** BEGIN SOURCE RECORDS **

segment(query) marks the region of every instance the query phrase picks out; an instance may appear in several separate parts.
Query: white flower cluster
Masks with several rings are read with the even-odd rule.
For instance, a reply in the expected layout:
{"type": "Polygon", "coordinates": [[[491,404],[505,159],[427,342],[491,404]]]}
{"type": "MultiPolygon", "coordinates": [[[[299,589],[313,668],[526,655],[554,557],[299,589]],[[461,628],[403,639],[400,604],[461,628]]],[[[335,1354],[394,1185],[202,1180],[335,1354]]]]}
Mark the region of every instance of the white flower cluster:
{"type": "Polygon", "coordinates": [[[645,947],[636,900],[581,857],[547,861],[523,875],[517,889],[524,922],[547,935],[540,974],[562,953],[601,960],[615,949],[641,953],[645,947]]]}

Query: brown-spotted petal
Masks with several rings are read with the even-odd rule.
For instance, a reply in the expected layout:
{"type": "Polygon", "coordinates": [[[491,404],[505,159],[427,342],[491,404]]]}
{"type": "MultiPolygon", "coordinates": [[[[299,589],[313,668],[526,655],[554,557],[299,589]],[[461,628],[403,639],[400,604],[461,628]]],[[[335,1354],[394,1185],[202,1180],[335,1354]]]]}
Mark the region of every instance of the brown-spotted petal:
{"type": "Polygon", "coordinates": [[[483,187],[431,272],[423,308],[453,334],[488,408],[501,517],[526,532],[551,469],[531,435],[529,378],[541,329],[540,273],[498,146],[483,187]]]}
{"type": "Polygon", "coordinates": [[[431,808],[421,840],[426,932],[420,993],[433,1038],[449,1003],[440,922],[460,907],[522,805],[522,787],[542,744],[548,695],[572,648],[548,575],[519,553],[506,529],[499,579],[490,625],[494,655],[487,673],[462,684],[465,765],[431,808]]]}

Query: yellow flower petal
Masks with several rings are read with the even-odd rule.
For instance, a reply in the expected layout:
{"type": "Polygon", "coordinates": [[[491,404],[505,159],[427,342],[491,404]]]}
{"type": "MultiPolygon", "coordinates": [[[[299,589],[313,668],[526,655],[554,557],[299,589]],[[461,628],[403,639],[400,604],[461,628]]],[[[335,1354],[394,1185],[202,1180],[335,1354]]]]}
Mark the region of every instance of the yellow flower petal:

** END SOURCE RECORDS **

▸ WHAT THIS TASK INVOLVES:
Format the listing above as a numbered list, omitting the blank lines.

▸ SOLUTION TO THE EXERCISE:
1. segment(query) marks the region of every instance the query phrase picks out; an instance may appear in several separate parts.
2. Query: white flower cluster
3. Masks with several rings are read with the even-odd rule.
4. For instance, a reply in the expected layout:
5. {"type": "Polygon", "coordinates": [[[491,404],[505,159],[427,342],[491,404]]]}
6. {"type": "MultiPolygon", "coordinates": [[[[299,589],[313,668],[526,655],[554,557],[299,589]],[[461,628],[403,639],[400,604],[461,628]]],[[[335,1354],[394,1185],[202,1180],[335,1354]]]]}
7. Mark the region of every instance of the white flower cluster:
8. {"type": "Polygon", "coordinates": [[[645,947],[636,900],[581,857],[547,861],[523,875],[517,889],[524,922],[547,935],[540,974],[562,953],[601,960],[615,949],[641,953],[645,947]]]}
9. Query: brown-spotted petal
10. Masks with several rings are read with the even-odd rule.
11. For instance, a reply in the expected layout:
12. {"type": "Polygon", "coordinates": [[[491,404],[505,159],[427,342],[491,404]]]}
13. {"type": "MultiPolygon", "coordinates": [[[[299,589],[313,668],[526,655],[554,557],[299,589]],[[461,628],[403,639],[400,604],[461,628]]],[[[335,1354],[394,1185],[202,1180],[335,1354]]]]}
14. Mark the region of every instance of the brown-spotted petal:
15. {"type": "Polygon", "coordinates": [[[483,187],[431,272],[423,308],[453,334],[488,408],[501,517],[526,532],[551,469],[531,435],[529,378],[541,329],[540,273],[498,146],[483,187]]]}
16. {"type": "Polygon", "coordinates": [[[431,808],[421,840],[426,932],[420,993],[433,1038],[449,1003],[440,922],[460,907],[522,805],[522,787],[542,744],[548,695],[572,648],[548,575],[519,553],[506,529],[499,579],[490,625],[494,655],[487,673],[462,684],[465,765],[431,808]]]}
17. Query: yellow flower petal
18. Masks with several rings are read with the even-odd rule.
19. For instance, a reply in the expected layout:
20. {"type": "Polygon", "coordinates": [[[491,404],[505,159],[427,342],[491,404]]]}
21. {"type": "MultiPolygon", "coordinates": [[[[299,589],[313,668],[526,655],[554,557],[299,589]],[[461,628],[403,639],[400,604],[461,628]]],[[[335,1354],[394,1185],[202,1180],[335,1354]]]]}
22. Mark the region of every instance of the yellow flower petal:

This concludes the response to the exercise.